**Text block**

┄┄┄┄┄┄┄┄┄┄

TLB (Translation Lookaside Buffer)

  • Cache for recent virtual→physical translations
  • L1 TLB: ~64 entries per core, ~1 cycle
  • L2 TLB: ~1024-2048 entries, ~7 cycles
  • TLB miss: full page walk (~20-100 cycles)
  • Huge pages reduce TLB pressure (1 entry covers 2MB instead of 4KB)

Context Switching

Step What Happens
1 Save CPU registers (general, FP, SIMD) to kernel stack
2 Save TLB state / flush (if different address space)
3 Switch page tables (CR3 on x86)
4 Restore target process registers
5 Return to user-space

Cost: ~1-10μs (depends on TLB flush, cache cold start)

Scheduling Algorithms

Algorithm Type Used In
CFS (Completely Fair Scheduler) Weighted fair share, red-black tree Linux default
RT (SCHED_FIFO / SCHED_RR) Priority-based, preemptive Real-time tasks
SCHED_DEADLINE Earliest deadline first Deadline-critical workloads
O(1) scheduler Priority arrays, O(1) pick Older Linux (pre-2.6.23)

┄┄┄┄┄┄┄┄┄┄

[Stored dataset items]
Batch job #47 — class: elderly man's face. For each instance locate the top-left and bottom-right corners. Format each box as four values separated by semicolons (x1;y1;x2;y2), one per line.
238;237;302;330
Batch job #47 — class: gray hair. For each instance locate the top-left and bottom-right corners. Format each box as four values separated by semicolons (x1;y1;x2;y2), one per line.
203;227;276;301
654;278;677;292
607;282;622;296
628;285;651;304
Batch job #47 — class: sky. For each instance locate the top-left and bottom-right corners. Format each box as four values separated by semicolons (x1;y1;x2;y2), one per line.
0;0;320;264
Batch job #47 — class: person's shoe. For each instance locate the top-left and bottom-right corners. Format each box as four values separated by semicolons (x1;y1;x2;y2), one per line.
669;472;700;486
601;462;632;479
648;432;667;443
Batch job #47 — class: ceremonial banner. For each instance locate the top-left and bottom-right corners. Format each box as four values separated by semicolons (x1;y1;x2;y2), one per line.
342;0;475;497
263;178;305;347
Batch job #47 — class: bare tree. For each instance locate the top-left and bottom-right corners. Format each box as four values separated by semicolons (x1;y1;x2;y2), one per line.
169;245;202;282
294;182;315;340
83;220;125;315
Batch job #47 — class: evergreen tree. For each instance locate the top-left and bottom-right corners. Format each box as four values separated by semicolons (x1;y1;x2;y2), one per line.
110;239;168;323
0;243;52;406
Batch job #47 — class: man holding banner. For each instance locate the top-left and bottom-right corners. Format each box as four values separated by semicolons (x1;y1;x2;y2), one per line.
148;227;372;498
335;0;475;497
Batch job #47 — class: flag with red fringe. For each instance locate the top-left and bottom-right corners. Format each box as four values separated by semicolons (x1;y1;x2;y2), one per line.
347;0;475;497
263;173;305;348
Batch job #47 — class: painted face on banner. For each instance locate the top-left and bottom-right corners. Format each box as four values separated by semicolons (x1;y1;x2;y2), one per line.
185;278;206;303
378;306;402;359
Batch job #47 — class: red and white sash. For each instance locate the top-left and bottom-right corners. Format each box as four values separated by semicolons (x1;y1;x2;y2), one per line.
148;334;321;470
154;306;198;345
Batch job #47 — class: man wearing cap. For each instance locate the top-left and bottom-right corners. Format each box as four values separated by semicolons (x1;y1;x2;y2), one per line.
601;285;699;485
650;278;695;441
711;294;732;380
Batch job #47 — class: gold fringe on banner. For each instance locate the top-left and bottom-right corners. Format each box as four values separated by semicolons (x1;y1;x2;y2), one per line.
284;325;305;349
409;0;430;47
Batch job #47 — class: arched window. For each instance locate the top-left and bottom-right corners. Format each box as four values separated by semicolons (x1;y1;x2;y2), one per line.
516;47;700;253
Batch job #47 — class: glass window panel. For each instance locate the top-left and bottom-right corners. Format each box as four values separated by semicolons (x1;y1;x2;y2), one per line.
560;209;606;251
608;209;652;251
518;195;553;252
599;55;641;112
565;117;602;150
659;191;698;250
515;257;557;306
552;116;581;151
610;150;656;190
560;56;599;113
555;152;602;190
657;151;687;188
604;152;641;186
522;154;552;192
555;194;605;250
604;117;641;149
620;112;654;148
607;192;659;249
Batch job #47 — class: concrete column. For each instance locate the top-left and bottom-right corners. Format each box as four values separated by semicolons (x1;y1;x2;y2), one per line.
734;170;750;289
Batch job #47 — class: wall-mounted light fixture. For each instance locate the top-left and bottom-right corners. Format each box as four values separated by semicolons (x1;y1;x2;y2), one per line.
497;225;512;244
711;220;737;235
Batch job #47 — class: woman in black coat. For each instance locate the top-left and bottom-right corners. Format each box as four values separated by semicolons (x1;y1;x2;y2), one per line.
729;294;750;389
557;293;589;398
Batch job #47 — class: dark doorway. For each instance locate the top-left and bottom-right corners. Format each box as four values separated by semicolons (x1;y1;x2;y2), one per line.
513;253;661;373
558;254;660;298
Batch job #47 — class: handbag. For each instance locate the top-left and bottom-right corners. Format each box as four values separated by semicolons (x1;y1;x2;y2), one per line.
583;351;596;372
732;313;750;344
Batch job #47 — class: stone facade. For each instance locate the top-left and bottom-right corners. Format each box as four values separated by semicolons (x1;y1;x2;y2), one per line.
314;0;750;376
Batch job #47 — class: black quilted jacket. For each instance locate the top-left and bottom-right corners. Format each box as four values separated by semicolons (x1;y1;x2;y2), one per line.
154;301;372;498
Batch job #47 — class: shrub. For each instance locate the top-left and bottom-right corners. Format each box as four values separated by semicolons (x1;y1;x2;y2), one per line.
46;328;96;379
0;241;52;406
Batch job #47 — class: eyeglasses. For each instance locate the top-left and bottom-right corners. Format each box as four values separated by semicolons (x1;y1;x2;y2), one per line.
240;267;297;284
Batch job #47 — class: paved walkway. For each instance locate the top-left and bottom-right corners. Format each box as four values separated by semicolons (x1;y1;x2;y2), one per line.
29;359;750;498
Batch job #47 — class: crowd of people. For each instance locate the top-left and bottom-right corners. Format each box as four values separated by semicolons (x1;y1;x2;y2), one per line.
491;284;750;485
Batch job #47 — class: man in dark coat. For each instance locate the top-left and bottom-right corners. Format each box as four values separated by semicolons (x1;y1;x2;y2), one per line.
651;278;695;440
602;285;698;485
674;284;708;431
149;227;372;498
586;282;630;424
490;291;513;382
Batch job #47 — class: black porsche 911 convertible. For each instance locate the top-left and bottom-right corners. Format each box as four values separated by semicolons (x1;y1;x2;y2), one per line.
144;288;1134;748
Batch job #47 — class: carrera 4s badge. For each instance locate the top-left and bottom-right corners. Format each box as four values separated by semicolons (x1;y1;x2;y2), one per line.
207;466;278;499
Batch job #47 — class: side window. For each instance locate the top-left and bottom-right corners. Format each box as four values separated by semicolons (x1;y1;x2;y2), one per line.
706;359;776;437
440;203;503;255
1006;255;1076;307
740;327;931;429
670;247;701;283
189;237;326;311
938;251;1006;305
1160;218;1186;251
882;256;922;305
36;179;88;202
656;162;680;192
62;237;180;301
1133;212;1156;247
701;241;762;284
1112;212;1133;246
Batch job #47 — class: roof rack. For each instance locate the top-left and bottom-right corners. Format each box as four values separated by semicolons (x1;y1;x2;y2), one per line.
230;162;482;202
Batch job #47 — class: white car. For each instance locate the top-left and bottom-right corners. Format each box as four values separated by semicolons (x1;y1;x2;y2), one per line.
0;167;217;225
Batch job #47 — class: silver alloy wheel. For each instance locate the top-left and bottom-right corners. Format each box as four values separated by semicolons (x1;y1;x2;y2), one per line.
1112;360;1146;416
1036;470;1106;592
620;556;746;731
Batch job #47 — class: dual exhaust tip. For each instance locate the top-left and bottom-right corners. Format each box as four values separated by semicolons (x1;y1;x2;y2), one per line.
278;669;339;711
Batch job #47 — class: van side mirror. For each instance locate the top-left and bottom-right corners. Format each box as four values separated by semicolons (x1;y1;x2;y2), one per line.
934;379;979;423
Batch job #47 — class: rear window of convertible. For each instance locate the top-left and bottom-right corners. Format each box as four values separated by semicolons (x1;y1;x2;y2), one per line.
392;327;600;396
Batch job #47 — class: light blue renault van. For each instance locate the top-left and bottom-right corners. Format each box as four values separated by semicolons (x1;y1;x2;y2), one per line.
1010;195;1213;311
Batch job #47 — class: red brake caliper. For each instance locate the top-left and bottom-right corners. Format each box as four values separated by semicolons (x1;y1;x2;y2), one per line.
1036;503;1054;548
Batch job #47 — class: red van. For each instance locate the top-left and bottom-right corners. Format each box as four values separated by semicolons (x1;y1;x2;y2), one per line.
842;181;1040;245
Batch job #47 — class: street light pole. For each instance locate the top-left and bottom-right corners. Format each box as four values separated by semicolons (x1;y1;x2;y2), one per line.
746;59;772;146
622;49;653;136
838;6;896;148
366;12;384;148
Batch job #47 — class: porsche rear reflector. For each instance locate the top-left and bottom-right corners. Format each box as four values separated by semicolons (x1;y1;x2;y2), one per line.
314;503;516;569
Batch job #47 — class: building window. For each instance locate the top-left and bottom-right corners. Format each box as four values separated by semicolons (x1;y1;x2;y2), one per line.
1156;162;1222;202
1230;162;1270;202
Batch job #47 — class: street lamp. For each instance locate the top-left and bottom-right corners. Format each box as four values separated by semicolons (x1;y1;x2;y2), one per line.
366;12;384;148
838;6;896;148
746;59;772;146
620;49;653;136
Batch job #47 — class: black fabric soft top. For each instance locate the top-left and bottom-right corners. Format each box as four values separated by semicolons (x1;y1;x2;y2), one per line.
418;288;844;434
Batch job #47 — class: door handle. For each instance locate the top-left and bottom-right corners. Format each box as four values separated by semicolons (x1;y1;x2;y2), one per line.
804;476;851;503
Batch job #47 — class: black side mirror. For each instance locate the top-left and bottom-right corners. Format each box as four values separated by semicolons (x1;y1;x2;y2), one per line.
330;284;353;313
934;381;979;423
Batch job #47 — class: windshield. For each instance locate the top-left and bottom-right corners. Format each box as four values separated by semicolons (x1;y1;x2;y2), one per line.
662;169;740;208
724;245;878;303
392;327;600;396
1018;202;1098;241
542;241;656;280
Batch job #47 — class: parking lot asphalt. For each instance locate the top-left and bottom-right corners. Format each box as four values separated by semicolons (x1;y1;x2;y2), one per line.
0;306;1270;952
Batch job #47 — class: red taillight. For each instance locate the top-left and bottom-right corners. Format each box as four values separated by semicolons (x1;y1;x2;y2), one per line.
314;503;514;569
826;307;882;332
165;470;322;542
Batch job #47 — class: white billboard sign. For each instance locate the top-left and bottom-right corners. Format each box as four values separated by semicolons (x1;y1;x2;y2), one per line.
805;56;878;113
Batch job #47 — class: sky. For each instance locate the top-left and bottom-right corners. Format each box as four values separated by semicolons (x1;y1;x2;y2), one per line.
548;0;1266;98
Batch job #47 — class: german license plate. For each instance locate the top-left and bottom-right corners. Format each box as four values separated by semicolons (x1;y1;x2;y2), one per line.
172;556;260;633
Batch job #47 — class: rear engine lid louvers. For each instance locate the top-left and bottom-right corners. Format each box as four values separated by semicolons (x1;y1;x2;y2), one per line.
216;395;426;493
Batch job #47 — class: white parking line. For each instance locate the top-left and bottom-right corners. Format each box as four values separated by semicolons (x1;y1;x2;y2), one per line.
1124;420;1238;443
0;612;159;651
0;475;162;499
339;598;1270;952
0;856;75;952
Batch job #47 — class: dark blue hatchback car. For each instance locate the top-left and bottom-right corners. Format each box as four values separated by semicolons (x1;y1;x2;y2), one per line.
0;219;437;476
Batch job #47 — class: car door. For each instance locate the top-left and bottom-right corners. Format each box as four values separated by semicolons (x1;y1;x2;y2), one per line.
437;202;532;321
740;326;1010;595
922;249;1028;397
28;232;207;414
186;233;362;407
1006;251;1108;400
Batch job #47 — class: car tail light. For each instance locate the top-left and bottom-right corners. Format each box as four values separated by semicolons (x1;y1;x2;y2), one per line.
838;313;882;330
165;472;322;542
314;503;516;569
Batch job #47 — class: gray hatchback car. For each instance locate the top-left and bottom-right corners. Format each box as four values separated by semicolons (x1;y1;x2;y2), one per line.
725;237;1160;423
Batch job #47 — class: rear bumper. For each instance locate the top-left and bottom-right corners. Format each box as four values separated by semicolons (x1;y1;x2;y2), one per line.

┄┄┄┄┄┄┄┄┄┄

**Your instructions**
Quote word for word the part of the operating-systems notes that begins at the words "3 Switch page" and stops after "Older Linux (pre-2.6.23)".

**Result below**
3 Switch page tables (CR3 on x86)
4 Restore target process registers
5 Return to user-space

Cost: ~1-10μs (depends on TLB flush, cache cold start)

Scheduling Algorithms

Algorithm Type Used In
CFS (Completely Fair Scheduler) Weighted fair share, red-black tree Linux default
RT (SCHED_FIFO / SCHED_RR) Priority-based, preemptive Real-time tasks
SCHED_DEADLINE Earliest deadline first Deadline-critical workloads
O(1) scheduler Priority arrays, O(1) pick Older Linux (pre-2.6.23)